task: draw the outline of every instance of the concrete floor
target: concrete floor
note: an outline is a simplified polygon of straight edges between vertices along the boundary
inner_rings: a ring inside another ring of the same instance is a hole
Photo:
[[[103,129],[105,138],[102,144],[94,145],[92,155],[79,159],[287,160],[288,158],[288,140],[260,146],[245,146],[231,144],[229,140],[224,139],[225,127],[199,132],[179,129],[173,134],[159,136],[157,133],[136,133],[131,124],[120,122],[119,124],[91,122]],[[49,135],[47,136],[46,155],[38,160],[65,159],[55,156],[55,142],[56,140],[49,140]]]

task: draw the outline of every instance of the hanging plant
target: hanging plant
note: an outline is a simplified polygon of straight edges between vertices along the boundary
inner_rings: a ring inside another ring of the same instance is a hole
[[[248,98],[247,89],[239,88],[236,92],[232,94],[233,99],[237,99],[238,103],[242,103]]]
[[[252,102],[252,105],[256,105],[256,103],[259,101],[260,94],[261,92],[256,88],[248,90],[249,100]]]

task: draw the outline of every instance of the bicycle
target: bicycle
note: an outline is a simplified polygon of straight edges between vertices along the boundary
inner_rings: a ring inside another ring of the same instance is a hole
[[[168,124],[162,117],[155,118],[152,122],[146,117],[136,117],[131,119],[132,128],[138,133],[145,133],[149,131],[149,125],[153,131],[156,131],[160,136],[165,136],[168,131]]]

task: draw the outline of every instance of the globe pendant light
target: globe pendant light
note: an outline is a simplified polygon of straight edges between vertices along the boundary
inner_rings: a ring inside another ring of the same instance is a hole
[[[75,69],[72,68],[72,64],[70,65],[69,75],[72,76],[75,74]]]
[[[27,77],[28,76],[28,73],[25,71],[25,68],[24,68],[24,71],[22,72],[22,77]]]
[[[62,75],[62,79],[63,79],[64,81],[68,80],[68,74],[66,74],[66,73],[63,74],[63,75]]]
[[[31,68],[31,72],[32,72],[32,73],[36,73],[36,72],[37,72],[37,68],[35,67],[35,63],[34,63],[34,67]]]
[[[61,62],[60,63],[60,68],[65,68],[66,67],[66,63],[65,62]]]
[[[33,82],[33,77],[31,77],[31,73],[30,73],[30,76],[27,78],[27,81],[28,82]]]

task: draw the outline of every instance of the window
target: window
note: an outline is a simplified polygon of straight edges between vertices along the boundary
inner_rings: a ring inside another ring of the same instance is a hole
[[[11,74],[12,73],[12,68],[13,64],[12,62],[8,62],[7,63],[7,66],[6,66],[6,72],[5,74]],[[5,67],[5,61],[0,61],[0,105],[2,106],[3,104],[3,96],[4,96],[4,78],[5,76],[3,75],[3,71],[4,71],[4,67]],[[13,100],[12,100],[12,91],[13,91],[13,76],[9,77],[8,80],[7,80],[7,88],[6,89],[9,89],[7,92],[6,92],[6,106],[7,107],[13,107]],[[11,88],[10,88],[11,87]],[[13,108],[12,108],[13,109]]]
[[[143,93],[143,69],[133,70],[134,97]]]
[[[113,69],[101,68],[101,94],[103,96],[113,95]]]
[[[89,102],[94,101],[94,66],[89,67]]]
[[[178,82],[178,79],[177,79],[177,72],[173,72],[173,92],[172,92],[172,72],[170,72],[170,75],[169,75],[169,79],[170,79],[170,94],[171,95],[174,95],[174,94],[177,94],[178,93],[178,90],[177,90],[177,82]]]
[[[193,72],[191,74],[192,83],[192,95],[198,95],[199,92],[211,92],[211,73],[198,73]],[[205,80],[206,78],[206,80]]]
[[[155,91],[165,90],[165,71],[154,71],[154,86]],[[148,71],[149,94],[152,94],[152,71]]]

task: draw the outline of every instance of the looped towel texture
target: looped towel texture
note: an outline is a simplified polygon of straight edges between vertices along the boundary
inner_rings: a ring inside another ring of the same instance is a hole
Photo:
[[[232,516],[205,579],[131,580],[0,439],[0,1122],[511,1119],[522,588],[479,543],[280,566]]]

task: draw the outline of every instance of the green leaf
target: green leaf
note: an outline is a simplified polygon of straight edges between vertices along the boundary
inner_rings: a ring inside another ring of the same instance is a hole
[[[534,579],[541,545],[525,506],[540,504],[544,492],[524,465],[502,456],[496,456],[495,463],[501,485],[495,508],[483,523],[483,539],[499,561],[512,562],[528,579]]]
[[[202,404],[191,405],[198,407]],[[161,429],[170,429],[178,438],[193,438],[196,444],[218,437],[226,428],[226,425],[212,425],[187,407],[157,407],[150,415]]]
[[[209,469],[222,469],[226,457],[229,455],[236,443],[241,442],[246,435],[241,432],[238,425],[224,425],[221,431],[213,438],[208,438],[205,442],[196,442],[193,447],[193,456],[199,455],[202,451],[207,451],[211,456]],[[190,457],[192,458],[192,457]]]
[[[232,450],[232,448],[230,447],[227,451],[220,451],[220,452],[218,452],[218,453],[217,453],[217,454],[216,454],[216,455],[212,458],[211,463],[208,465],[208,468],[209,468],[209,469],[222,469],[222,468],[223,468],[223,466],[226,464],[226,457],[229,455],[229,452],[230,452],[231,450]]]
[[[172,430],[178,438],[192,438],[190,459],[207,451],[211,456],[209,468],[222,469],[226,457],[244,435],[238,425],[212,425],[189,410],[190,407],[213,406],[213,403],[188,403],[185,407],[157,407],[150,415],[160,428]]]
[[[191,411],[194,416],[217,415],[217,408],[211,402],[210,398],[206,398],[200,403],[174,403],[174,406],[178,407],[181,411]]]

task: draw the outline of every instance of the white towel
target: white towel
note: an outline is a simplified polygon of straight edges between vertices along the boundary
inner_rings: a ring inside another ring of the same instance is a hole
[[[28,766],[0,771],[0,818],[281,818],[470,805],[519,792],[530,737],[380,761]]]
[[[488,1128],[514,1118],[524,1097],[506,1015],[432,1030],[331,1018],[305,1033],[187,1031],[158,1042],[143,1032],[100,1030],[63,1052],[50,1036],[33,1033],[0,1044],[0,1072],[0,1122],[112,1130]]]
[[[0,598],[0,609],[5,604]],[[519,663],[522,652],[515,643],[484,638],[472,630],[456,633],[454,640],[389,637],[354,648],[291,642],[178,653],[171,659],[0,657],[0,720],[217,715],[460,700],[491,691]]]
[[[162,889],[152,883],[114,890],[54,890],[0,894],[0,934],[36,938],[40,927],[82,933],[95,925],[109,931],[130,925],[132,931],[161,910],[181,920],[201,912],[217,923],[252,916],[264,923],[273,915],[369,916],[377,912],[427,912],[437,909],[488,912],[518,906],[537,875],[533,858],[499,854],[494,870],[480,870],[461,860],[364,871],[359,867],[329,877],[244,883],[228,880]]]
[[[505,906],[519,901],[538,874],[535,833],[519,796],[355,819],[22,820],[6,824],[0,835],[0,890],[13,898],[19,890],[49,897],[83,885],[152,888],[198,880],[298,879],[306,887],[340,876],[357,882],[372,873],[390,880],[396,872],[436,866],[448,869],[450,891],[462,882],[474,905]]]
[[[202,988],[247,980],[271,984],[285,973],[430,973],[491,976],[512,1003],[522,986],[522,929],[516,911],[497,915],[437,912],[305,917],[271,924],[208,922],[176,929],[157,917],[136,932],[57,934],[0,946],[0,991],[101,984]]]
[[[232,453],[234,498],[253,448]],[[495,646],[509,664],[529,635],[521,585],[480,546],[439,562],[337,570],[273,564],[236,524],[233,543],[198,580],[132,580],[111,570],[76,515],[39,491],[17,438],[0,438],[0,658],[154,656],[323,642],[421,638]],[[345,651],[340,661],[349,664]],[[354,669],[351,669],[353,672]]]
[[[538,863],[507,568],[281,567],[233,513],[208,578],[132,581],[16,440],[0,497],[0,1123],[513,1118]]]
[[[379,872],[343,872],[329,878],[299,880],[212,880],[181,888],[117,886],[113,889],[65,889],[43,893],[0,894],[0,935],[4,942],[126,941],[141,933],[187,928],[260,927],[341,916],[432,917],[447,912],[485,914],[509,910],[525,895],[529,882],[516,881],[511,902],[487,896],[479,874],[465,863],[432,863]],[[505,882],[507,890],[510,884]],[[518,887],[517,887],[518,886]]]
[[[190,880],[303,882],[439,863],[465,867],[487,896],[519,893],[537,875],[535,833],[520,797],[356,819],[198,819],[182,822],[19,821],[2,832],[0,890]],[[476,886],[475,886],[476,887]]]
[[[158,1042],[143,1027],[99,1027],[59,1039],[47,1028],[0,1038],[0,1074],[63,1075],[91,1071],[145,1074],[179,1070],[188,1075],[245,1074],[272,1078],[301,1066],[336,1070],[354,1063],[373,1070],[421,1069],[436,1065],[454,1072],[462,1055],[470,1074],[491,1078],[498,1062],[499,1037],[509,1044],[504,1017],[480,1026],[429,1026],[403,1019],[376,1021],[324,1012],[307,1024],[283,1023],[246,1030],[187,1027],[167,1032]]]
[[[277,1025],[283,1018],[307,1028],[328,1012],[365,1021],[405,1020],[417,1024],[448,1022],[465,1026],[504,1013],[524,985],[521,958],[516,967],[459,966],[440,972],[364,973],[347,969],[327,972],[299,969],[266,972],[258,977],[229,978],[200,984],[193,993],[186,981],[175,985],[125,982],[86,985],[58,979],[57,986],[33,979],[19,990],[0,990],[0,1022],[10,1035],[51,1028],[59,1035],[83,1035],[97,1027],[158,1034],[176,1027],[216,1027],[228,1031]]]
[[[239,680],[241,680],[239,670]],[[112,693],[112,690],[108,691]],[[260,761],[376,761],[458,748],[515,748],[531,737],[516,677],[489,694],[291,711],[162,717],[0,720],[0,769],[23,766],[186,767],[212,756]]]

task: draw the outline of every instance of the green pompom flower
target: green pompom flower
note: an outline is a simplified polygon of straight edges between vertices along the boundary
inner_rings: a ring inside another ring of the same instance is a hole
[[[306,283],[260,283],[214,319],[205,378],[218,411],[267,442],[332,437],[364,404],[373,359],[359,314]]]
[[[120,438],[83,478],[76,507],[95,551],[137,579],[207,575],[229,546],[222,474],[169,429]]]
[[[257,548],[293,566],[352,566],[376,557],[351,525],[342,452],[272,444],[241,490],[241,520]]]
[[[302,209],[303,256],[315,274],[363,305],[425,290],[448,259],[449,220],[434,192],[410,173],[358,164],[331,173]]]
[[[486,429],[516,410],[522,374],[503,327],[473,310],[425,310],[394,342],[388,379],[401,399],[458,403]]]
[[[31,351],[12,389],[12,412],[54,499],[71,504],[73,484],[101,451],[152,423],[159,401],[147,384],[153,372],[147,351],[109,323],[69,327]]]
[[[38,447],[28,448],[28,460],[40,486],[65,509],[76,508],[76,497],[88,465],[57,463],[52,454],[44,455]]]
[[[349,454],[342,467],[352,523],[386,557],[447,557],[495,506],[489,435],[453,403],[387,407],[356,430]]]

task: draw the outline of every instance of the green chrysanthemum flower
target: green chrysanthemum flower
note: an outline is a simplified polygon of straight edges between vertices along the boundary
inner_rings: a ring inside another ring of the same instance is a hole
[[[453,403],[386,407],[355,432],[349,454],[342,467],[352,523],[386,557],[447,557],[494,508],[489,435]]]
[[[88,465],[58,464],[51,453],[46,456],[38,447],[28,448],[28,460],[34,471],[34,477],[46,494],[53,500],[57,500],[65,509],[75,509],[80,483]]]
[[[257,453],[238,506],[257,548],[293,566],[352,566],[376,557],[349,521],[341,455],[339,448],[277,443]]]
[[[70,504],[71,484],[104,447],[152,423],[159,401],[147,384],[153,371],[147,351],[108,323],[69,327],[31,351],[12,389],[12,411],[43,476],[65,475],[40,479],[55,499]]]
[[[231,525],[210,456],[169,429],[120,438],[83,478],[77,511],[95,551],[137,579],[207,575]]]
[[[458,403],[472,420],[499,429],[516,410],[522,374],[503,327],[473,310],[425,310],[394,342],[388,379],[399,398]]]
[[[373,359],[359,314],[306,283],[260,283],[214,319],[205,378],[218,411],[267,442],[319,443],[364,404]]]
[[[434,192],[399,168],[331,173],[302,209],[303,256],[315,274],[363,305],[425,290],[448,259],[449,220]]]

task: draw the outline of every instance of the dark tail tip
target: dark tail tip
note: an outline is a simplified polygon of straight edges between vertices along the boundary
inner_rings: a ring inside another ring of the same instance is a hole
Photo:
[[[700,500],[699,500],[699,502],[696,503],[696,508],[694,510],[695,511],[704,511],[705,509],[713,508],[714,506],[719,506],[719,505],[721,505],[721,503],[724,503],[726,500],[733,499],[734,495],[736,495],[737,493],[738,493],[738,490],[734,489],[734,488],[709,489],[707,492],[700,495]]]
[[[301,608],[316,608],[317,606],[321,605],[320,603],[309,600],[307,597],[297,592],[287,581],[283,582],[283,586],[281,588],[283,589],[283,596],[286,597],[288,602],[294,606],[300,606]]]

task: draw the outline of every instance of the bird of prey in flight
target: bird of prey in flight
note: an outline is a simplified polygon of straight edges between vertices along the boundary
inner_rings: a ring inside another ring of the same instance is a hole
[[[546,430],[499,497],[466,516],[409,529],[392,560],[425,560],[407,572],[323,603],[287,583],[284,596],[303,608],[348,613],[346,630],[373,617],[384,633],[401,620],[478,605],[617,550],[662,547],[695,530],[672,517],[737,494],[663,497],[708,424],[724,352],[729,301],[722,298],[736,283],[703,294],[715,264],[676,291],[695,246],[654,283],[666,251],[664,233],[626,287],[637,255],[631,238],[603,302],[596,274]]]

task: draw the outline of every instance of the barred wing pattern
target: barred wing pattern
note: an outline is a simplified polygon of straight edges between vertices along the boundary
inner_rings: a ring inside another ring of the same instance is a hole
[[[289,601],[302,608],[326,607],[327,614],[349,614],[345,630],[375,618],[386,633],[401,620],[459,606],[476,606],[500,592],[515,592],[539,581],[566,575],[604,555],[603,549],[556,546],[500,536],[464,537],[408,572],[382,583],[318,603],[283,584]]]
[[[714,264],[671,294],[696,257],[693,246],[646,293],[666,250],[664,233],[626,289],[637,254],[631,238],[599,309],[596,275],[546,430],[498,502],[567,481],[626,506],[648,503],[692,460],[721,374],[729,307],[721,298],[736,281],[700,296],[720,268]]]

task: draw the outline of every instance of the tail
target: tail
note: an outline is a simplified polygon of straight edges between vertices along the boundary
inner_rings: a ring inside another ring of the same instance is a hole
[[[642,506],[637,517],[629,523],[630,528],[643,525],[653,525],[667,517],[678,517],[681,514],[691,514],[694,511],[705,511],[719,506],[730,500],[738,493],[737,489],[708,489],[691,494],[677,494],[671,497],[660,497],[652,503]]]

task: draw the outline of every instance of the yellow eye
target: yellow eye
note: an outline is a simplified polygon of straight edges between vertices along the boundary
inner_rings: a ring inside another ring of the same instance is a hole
---+---
Aim of the task
What are the lines above that hold the string "yellow"? Copy them.

Reply to the task
task: draw the outline of every instance of the yellow eye
target: yellow eye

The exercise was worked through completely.